[Gedung Pusat UGM, jam
9.37 pagi]
Pagi ini saya sebetulnya
nguantuk berat. Karena semalam saya begadang, ngobrol ngalor ngidul sama Dheny,
teman kos. Awalnya sih dibuka dengan sesi curhat Dheny yang galau tingkat
tinggi katanya. Saya paham, karena saya pun dahulu pernah mengalami galau model
begitu. Galau ketika akan mengalami pergantian status dari mahasiswa menjadi
bukan-mahasiswa. Nah status ‘bukan-mahasiswa’ inilah yang bikin kita krisis,
kritis. Krisis PD dan kritis dana. Hahaha.
Mau ganti jadi karyawan:
kerja apa? dimana? Saya bergelut dengan ketakutan dan kekhawatiran yang saya
buat sendiri, membayangkan dunia kerja yang katanya kompetitif, saling sikut
kanan kiri, dan ndak fair. Disisi lain, kondisi keuangan sudah tidak
bersahabat, akhirnya kepikiran mau kerja apa aja lah yang penting dapet pengalaman
dulu, dan duitnya halal. Paling enak kalau punya usaha sendiri memang, status
kita pun lebih kece: bos, direktur, owner of, self-employed, enterpreneur alias
pengusaha. Tapi masalahnya sama aja, saya ndak punya cukup nyali untuk jualan,
ndak bakat kayaknya, selain modal juga cekak, skill apalagi. Coret ajalah. Atau
menikah saja kali ya, biar statusnya otomatis jelas: ibu rumah tangga, istri,
Nyonya X. Lagi-lagi opsi ini saya coret, boro-boro menikah, pacar aja ndak
eksis. Hadeh. Yang bikin complicated lagi adalah subsidi orang tua sudah mulai
surut, ndak ada subsidi silang. Ditambah lagi tekanan sosial yang bikin kita
seolah diburu-buru waktu, dikejar kejar target. Setelah diteror dengan “kapan
lulus?” kini ganti “kerja dimana?” menjadi pertanyaan wajib yang bikin kuping
tambah tebel. Hehehe.

§ PETUNJUK TUGAS:
Tolong lanjutkan tulisan tentang galau menjelang lulus di atas, dimulai setelah kalimat terakhirnya. Baris-baris berikut tidak ada kaitannya dengan tulisan tentang galau menjelang lulus.

§ DATA TERSEDIA:

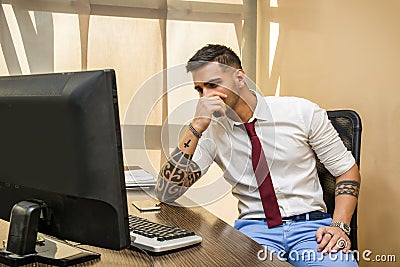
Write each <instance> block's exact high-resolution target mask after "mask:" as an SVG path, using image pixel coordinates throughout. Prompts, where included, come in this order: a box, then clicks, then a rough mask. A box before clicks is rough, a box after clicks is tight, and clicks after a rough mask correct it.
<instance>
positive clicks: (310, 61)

§ HASIL LATIHAN:
Tenang Dhen, semua akan indah pada waktunya...
katanya gitu. Eh tapi, waktu ndak akan nunggu orang yang diem dan sok berlagak ‘sabar’...
:D
Itu sekilas curcol saya soal
“status” yang seolah bikin dunia kiamat :D (ini sih lebay bo!)
Well, kemudian
pembicaraan kami pun mengarah pada urusan duit, bisnis, dan usaha. Secara ya,
kami berdua lagi butuh suntikan dana segar hahaha. Surprise aja ketika Dheny
cerita tentang pengalamannya jualan salad buah bersama teman kuliahnya dulu. Walaupun
bangkrut (sama juga kayak saya sih). Mata saya yang awalnya sudah 5 watt
tiba-tiba nyalang :D. Tanpa pikir panjang, saya pun membuka netbook saya dan
menunjukkan pada Dheny tentang sejarah Quin Surabaya, usaha saya, cinta saya
dahulu hehehe.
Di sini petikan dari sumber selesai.